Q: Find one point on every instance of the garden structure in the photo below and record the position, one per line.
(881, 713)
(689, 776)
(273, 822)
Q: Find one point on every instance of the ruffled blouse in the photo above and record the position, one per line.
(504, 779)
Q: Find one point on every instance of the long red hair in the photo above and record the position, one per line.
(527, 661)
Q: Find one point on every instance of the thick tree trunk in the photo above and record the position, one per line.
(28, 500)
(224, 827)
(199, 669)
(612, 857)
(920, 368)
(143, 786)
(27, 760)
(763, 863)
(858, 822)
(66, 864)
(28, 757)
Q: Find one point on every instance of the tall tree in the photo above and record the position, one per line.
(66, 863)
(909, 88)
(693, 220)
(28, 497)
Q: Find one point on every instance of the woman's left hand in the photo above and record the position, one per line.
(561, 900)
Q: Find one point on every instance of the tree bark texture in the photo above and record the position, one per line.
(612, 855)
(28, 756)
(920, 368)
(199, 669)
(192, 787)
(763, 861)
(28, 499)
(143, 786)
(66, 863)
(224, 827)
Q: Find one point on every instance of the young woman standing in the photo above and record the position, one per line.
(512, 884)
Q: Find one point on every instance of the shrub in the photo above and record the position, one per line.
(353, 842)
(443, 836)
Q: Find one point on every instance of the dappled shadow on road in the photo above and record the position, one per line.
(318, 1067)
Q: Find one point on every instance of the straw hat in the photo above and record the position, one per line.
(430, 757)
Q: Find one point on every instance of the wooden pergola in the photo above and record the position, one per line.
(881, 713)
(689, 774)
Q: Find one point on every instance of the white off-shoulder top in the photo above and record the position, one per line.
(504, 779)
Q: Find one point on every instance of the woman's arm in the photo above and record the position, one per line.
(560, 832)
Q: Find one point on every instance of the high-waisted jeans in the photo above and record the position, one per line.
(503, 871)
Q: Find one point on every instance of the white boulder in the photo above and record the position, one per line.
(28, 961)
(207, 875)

################

TO DO:
Each line from the one with "Q: Find one point on every instance of the wooden" through the last line of the records must be written out word for word. Include nothing else.

ANSWER TO THIS PROBLEM:
Q: Find one point on every instance of the wooden pergola in the photo above and record the position, one per line.
(881, 713)
(689, 774)
Q: Find one point on every instance of the white off-shoulder top in the photo above and record the position, one per line.
(504, 779)
Q: Find one point on every instance of the woman's arm in the photo above and record the position, one per line.
(560, 832)
Q: Find one point on every instance of the high-waisted jeans in the photo above and record the position, one per line.
(503, 871)
Q: Find one point on every instance of the white boulder in the photo above and record the position, one per line.
(28, 961)
(207, 875)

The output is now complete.